Each entry below must be repeated exactly, with pictures left out.
•••
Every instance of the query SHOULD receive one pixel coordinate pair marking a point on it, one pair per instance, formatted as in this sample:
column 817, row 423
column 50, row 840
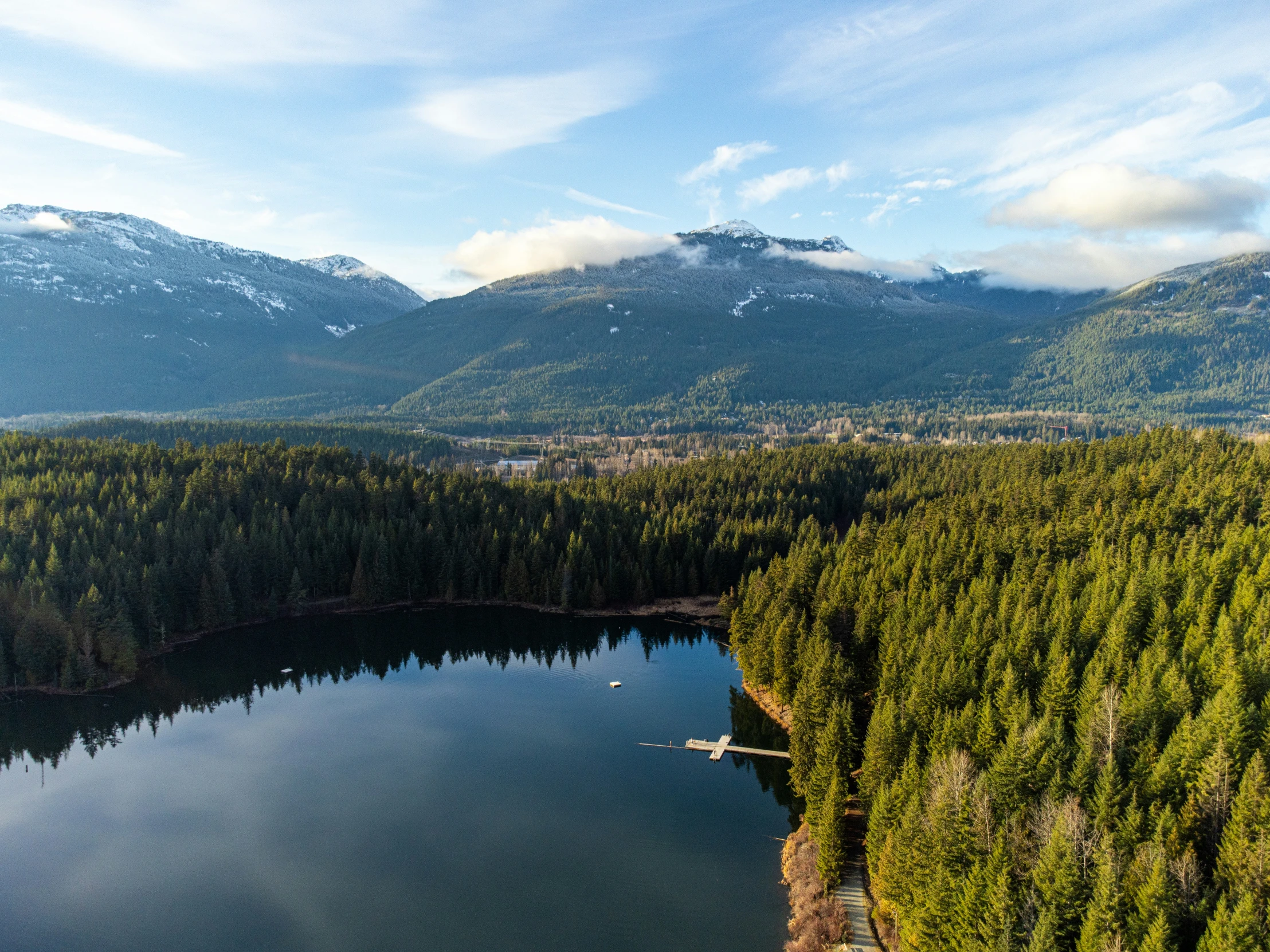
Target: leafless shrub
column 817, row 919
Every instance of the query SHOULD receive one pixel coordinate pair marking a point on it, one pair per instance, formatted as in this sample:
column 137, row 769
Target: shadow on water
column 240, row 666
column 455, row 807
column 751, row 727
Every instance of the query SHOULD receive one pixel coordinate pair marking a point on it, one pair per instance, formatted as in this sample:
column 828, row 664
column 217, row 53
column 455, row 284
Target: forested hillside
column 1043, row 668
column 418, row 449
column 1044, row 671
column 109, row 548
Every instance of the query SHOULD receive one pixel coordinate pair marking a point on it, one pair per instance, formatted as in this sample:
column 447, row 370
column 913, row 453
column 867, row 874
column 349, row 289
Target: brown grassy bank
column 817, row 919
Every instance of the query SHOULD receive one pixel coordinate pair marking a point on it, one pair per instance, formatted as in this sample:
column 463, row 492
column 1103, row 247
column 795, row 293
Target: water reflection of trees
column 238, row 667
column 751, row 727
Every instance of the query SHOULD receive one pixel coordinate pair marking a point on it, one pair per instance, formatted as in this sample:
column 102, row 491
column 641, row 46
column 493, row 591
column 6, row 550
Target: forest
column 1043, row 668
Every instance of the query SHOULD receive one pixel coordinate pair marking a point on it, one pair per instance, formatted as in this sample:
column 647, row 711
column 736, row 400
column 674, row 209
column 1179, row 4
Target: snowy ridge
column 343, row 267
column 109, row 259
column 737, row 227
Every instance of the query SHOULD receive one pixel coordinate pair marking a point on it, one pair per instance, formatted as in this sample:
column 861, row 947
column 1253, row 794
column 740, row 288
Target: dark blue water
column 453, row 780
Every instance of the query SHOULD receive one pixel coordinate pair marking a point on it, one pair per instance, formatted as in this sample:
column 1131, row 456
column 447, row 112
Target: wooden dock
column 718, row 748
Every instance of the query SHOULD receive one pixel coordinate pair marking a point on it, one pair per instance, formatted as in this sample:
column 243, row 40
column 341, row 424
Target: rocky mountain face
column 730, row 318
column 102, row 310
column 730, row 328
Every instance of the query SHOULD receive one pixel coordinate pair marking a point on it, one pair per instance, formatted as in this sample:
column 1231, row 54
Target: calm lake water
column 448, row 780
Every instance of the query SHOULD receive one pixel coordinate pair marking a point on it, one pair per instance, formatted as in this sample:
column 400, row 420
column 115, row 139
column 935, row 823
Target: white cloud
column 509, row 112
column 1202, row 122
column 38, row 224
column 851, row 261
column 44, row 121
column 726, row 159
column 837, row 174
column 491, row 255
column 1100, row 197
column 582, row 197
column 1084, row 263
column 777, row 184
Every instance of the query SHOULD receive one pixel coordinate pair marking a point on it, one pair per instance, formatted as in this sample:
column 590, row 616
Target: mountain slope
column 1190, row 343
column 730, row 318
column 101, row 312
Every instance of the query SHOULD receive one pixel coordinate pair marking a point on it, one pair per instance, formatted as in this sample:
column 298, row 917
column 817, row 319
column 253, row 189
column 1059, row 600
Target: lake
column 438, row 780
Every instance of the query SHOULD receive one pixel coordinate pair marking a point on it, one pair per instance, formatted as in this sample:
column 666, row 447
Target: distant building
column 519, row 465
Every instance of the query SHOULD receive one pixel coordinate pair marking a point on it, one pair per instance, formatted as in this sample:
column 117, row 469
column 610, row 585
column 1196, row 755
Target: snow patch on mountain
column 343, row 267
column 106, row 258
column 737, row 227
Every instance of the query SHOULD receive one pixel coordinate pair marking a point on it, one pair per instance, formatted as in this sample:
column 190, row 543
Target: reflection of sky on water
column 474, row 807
•••
* _WRITTEN ANSWER_
Every instance of the query SHOULD receive one pixel coordinate pair marking a point on it, one pair per instance, formatted as in this sample:
column 817, row 423
column 50, row 840
Target: leafless shrub
column 817, row 919
Every instance of the query SHOULD receive one pixel coordinate pair marking a point on it, one pair per instance, formatted as in this sample:
column 137, row 769
Target: shadow on water
column 240, row 666
column 455, row 807
column 751, row 727
Every instance of the query SHOULD receive one pixel coordinate pair marking a point on it, one pair per instance, formatted as in this sample:
column 828, row 664
column 217, row 53
column 455, row 284
Target: forested hillside
column 1043, row 668
column 418, row 449
column 1044, row 671
column 109, row 548
Every instance of the query SHOULD receive one pixel coordinate pair marking a point on it, one pair per instance, formatted as in this sample:
column 447, row 370
column 913, row 453
column 867, row 874
column 349, row 289
Target: brown grassy bank
column 817, row 919
Every instance of the query SHOULD receive one pixel coordinate pair marking a point on it, one pair per instance, formatted as in this sample:
column 463, row 492
column 1103, row 247
column 795, row 293
Target: water reflection of trees
column 238, row 667
column 751, row 727
Every instance of the query SHOULD receive one pixel coordinate pair marking a point on it, one pair per instance, formatted as in this sample:
column 102, row 491
column 641, row 46
column 493, row 591
column 6, row 550
Target: forest
column 1043, row 668
Every instance of the query SHOULD receive one pixel coordinate pair marking a point on it, one pair per instance, formatted as in this sample:
column 647, row 711
column 736, row 400
column 674, row 209
column 1179, row 4
Target: snowy ridge
column 343, row 267
column 109, row 259
column 737, row 227
Every instance of the query SHOULD receive one pixel coordinate pair marking a point on it, one pair per instance, formatted as in this sample:
column 861, row 947
column 1253, row 794
column 740, row 288
Target: dark blue water
column 453, row 780
Every instance of the query SHOULD receive one pixel coordinate pair marking a point on it, one pair per instance, formatted as in this sample:
column 1131, row 456
column 447, row 112
Target: wooden dock
column 718, row 748
Every instance of the query SHOULD receive one pixel coordinate pair marking a point on it, one pair per instance, formatted as in this sample:
column 243, row 40
column 341, row 424
Target: rocky mountain face
column 730, row 318
column 102, row 310
column 730, row 328
Every instance of the query SHOULD receive one pixel coordinate pair marking a point on it, one pair per instance, formatted as in this sample:
column 1231, row 54
Target: calm lake water
column 448, row 780
Every instance of the query SHOULD receive one pixel coordinate pair marking a point on it, one pair per instance, formatted as in this sample:
column 400, row 420
column 115, row 139
column 935, row 823
Target: white cloud
column 509, row 112
column 1202, row 122
column 38, row 224
column 851, row 261
column 44, row 121
column 726, row 159
column 837, row 174
column 491, row 255
column 1100, row 197
column 582, row 197
column 1084, row 263
column 777, row 184
Every instance of the query SHOULD receive one pixel coordinate pair marking a point on it, one pair per instance, formatted as in this sample:
column 590, row 616
Target: mountain slope
column 1190, row 343
column 730, row 318
column 101, row 312
Every instance of the query SHOULD receive one pixel coordinate pair marking a point on it, one pair per instance, formatted as in this sample:
column 298, row 917
column 817, row 319
column 253, row 189
column 1059, row 600
Target: lake
column 438, row 780
Every instance of the query SHOULD receive one pixel coordinate pair marking a point on it, one pair per instance, formatted as in this sample:
column 666, row 447
Target: distant building
column 519, row 465
Every instance of the query SHOULD receive one pixel coordinate pair marking a point on it, one pair per instance, formatted as in this sample:
column 117, row 469
column 610, row 585
column 1196, row 755
Target: snow patch on mountain
column 343, row 267
column 106, row 258
column 737, row 227
Every instance of the query SHOULD receive one pixel coordinate pair marking a point on it, one pair per instance, formatted as in this sample:
column 190, row 543
Target: reflection of sky on water
column 474, row 807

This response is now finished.